[start of Passage provided]

Volume: 368, The Physics of Chromospheric Plasmas
Page: 187
Authors: Erdelyi, R.; Fedun, V.; Malins, C.; Pinter, B.
Abstract: Magnetic coupling through MHD waves and oscillations at the solar interior - lower corona interface is studied here. First, the effect of a magnetic solar atmosphere on solar global oscillations is investigated. Frequency shifts of acoustic eigenmodes are found due to the presence of the chromospheric and coronal magnetic fields. Potential application to local magneto-seismology is highlighted.

Next, the propagation and leakage of global acoustic waves is studied in a multi-dimensional realistic model of the lower solar magnetized atmosphere with temperature, pressure and density profiles based on the VAL IIIc model. The higher atmosphere, on the other hand, is the McWhirter atmospheric model. Acoustic waves, mainly identified by solar global oscillations, manifest at photospheric heights. Their leakage into the lower atmosphere is approximated by a harmonic point velocity driver at a range of realistic driver periods measured at photospheric heights, positioned just above the temperature minimum in the photosphere. Convective instability may thus be ignored.

[end of Passage provided]
[start of Recorded information]

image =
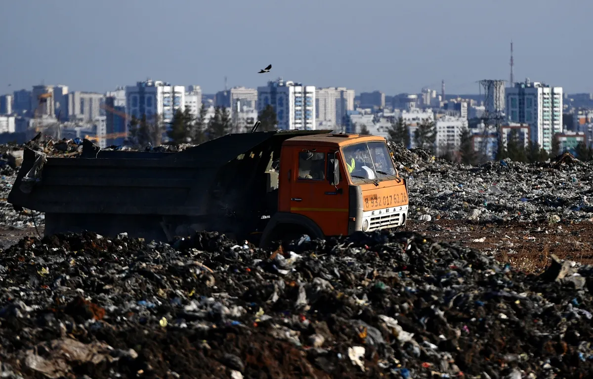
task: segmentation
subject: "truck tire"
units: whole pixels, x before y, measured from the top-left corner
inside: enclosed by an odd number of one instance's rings
[[[269,249],[275,241],[287,243],[303,234],[312,240],[325,237],[321,228],[310,218],[302,215],[278,213],[272,216],[264,230],[259,246]]]

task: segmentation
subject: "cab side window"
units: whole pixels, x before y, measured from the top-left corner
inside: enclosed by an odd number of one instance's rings
[[[298,179],[323,180],[326,179],[326,154],[301,151],[298,154]]]
[[[333,165],[332,165],[331,163],[330,162],[330,160],[332,158],[333,158],[333,157],[334,157],[334,155],[333,155],[333,154],[332,153],[331,153],[331,152],[327,153],[327,175],[328,176],[330,175],[330,173],[331,173],[332,171],[333,171]],[[336,154],[336,159],[339,159],[339,157],[340,156],[338,154]],[[328,177],[331,177],[331,176],[328,176]],[[343,177],[342,176],[342,169],[340,168],[340,181],[342,181],[343,180],[344,180],[343,179]]]

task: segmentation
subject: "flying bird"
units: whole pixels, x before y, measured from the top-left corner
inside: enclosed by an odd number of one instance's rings
[[[266,67],[266,68],[263,69],[263,70],[260,70],[259,72],[258,72],[257,74],[265,74],[266,72],[270,72],[270,69],[271,68],[272,68],[272,65],[268,65],[267,67]]]

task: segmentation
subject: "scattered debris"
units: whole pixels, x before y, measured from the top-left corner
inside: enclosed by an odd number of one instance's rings
[[[297,240],[275,254],[215,233],[170,245],[27,237],[0,255],[0,273],[3,361],[27,377],[593,370],[593,266],[554,257],[526,275],[409,233]]]

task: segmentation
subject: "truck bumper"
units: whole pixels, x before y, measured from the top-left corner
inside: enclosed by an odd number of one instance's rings
[[[408,206],[389,207],[362,212],[362,231],[390,229],[406,225]]]

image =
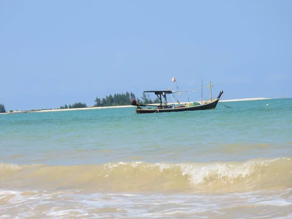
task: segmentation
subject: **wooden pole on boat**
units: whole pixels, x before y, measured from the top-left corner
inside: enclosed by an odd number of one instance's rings
[[[202,78],[202,91],[201,91],[201,101],[203,101],[203,79]]]
[[[212,85],[210,81],[210,100],[212,100]]]

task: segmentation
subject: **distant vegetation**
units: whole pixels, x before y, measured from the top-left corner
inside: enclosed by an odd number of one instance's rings
[[[69,107],[67,106],[67,104],[65,104],[65,106],[61,106],[61,107],[60,107],[60,109],[73,109],[73,108],[86,108],[87,107],[87,106],[86,106],[86,104],[79,102],[79,103],[75,103],[74,104],[73,104],[72,105],[71,104],[69,104]]]
[[[3,112],[6,112],[5,106],[4,106],[4,104],[0,104],[0,113]]]
[[[113,95],[110,94],[106,95],[105,97],[99,98],[96,97],[94,102],[95,104],[93,107],[111,107],[118,106],[125,106],[130,104],[131,100],[135,99],[139,101],[139,103],[141,104],[151,104],[154,103],[159,103],[160,101],[159,99],[156,98],[154,100],[152,100],[150,97],[149,93],[146,94],[143,92],[142,96],[141,97],[141,99],[133,93],[132,92],[129,93],[127,91],[126,93],[115,93]],[[87,108],[88,107],[85,103],[75,103],[72,105],[69,104],[68,106],[65,104],[64,106],[61,106],[60,109],[74,109],[74,108]],[[30,111],[41,111],[47,110],[52,110],[52,109],[42,109],[41,110],[31,110]],[[57,110],[54,109],[54,110]],[[13,110],[10,110],[10,112],[13,112]],[[0,113],[6,112],[5,106],[3,104],[0,104]]]
[[[137,99],[136,95],[132,92],[129,93],[127,91],[126,93],[115,93],[113,95],[110,94],[110,95],[106,95],[105,97],[100,98],[96,97],[94,102],[95,104],[94,107],[111,107],[114,106],[124,106],[128,105],[130,104],[130,102],[132,99]],[[145,93],[143,93],[142,96],[141,97],[142,99],[142,101],[140,100],[140,103],[146,104],[152,104],[154,103],[159,103],[160,101],[158,98],[155,99],[154,101],[152,101],[149,94],[146,95]]]

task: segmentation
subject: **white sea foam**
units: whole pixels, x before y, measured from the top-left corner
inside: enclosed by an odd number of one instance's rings
[[[0,200],[3,198],[9,200],[0,206],[0,219],[35,216],[46,219],[93,218],[99,216],[153,218],[178,215],[193,218],[221,216],[232,219],[235,218],[235,212],[237,218],[264,219],[271,215],[289,218],[292,213],[292,196],[289,195],[291,194],[291,189],[220,195],[0,190]]]

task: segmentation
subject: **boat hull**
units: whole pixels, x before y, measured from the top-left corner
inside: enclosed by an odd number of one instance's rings
[[[183,112],[185,111],[202,110],[205,110],[214,109],[217,106],[219,100],[217,98],[208,103],[197,106],[191,107],[180,107],[177,108],[142,108],[138,107],[136,109],[136,112],[138,114],[140,113],[154,113],[157,112]]]

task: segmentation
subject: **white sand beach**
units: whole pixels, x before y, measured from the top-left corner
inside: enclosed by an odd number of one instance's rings
[[[221,102],[235,102],[235,101],[247,101],[251,100],[270,100],[272,98],[265,98],[265,97],[259,97],[254,98],[245,98],[245,99],[235,99],[232,100],[220,100]],[[169,104],[172,104],[174,103],[169,103]],[[176,104],[176,103],[175,103]],[[182,104],[186,103],[186,102],[182,102]],[[158,104],[156,104],[158,105]],[[61,111],[71,111],[71,110],[98,110],[98,109],[113,109],[113,108],[130,108],[130,107],[135,107],[135,106],[131,105],[126,105],[126,106],[116,106],[113,107],[88,107],[86,108],[73,108],[73,109],[54,109],[54,110],[23,110],[14,111],[13,112],[6,112],[4,113],[0,113],[0,114],[11,114],[11,113],[19,113],[23,112],[56,112]]]

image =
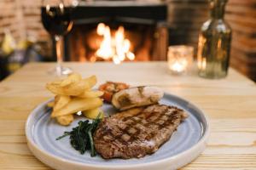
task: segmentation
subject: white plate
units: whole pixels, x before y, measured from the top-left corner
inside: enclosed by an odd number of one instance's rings
[[[51,110],[46,105],[48,102],[38,105],[28,116],[26,136],[28,147],[34,156],[55,169],[177,169],[189,163],[203,151],[209,135],[208,122],[201,110],[179,97],[165,94],[160,103],[183,109],[189,117],[154,154],[129,160],[104,160],[100,156],[90,157],[90,153],[80,155],[72,148],[68,137],[55,140],[64,131],[70,131],[79,120],[85,118],[77,116],[70,126],[60,126],[49,118]],[[108,104],[104,104],[102,109],[108,115],[114,111],[112,105]]]

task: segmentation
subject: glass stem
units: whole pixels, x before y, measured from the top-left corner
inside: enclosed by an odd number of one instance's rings
[[[57,75],[61,75],[61,64],[63,60],[63,37],[61,36],[55,36],[55,40],[57,57],[56,72]]]

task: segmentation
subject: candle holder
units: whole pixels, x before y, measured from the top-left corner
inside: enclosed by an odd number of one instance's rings
[[[168,48],[168,68],[175,75],[187,74],[193,65],[194,48],[177,45]]]

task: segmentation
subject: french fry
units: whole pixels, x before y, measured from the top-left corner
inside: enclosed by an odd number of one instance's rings
[[[104,117],[104,114],[103,112],[100,110],[100,108],[95,108],[95,109],[91,109],[91,110],[84,110],[83,111],[83,115],[90,119],[96,119],[97,118],[98,115],[100,115],[99,118],[103,118]]]
[[[66,95],[64,90],[60,84],[47,83],[46,88],[55,94]]]
[[[79,73],[72,73],[61,82],[61,87],[68,86],[72,83],[78,82],[80,80],[82,80],[81,75]]]
[[[73,115],[65,115],[57,116],[56,121],[61,125],[67,126],[73,121]]]
[[[47,104],[47,106],[48,106],[48,107],[53,107],[54,105],[55,105],[55,102],[54,102],[54,101],[49,102],[49,103]]]
[[[80,110],[91,110],[102,105],[102,100],[99,98],[74,98],[68,105],[56,111],[53,111],[51,117],[73,114]]]
[[[104,93],[102,91],[85,91],[81,95],[79,95],[79,98],[97,98],[103,95]]]
[[[47,83],[46,88],[55,94],[78,96],[82,94],[85,90],[90,89],[96,83],[96,76],[92,76],[65,87],[61,87],[61,84],[56,83]]]
[[[67,95],[56,95],[55,99],[55,105],[53,110],[56,111],[61,109],[69,103],[70,99],[71,98]]]

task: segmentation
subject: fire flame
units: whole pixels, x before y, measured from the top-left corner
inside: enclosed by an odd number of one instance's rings
[[[130,51],[131,42],[125,37],[125,28],[119,26],[114,37],[111,36],[108,26],[100,23],[96,29],[97,34],[103,37],[96,55],[104,60],[112,59],[114,64],[120,64],[125,59],[134,60],[135,54]]]

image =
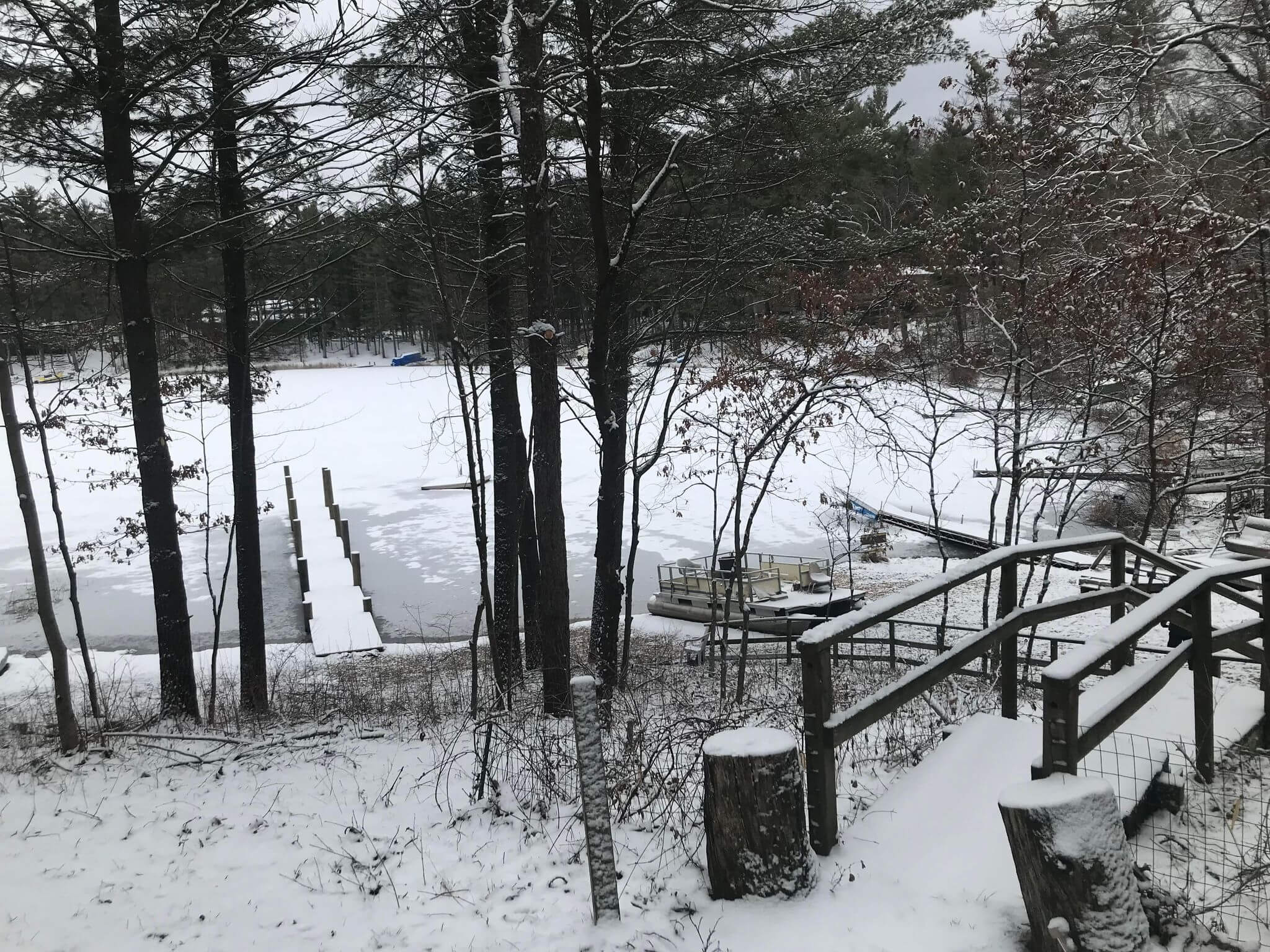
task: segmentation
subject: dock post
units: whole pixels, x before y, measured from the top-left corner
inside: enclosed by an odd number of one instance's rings
[[[800,641],[798,650],[803,659],[808,831],[812,849],[828,856],[838,842],[838,758],[824,730],[833,713],[833,668],[826,645]]]
[[[1270,746],[1270,572],[1261,572],[1261,746]]]

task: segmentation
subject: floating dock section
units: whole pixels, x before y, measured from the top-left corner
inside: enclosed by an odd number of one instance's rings
[[[348,541],[348,519],[342,519],[331,486],[330,470],[323,467],[323,506],[301,505],[284,466],[287,517],[296,547],[296,572],[305,607],[305,630],[319,658],[348,651],[382,651],[371,614],[371,598],[362,592],[362,553]]]
[[[991,542],[983,536],[975,536],[969,532],[961,532],[959,529],[952,529],[949,524],[941,522],[939,527],[935,526],[935,520],[930,518],[914,518],[913,515],[902,515],[899,513],[888,512],[885,509],[866,505],[859,499],[850,494],[843,494],[843,503],[846,508],[852,512],[865,517],[866,519],[872,519],[874,522],[886,523],[888,526],[894,526],[900,529],[909,529],[911,532],[921,533],[922,536],[930,536],[935,539],[942,539],[944,542],[951,542],[955,546],[963,546],[974,552],[991,552],[993,548],[1001,548],[999,542]],[[1080,556],[1077,555],[1077,559]],[[1059,569],[1068,569],[1071,571],[1083,571],[1091,566],[1093,560],[1090,561],[1077,561],[1072,557],[1054,557],[1053,565]]]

[end of Recorded information]

# [Stated task A]
According to the abstract, what model describes the higher atmosphere?
# [Stated task B]
Rewrite the abstract from "Next, the propagation" to "thus be ignored.", swapping "harmonic" for "periodic".

# [Answer A]
The McWhirter atmospheric model.

# [Answer B]
Next, the propagation and leakage of global acoustic waves is studied in a multi-dimensional realistic model of the lower solar magnetized atmosphere with temperature, pressure and density profiles based on the VAL IIIc model. The higher atmosphere, on the other hand, is the McWhirter atmospheric model. Acoustic waves, mainly identified by solar global oscillations, manifest at photospheric heights. Their leakage into the lower atmosphere is approximated by a periodic point velocity driver at a range of realistic driver periods measured at photospheric heights, positioned just above the temperature minimum in the photosphere. Convective instability may thus be ignored.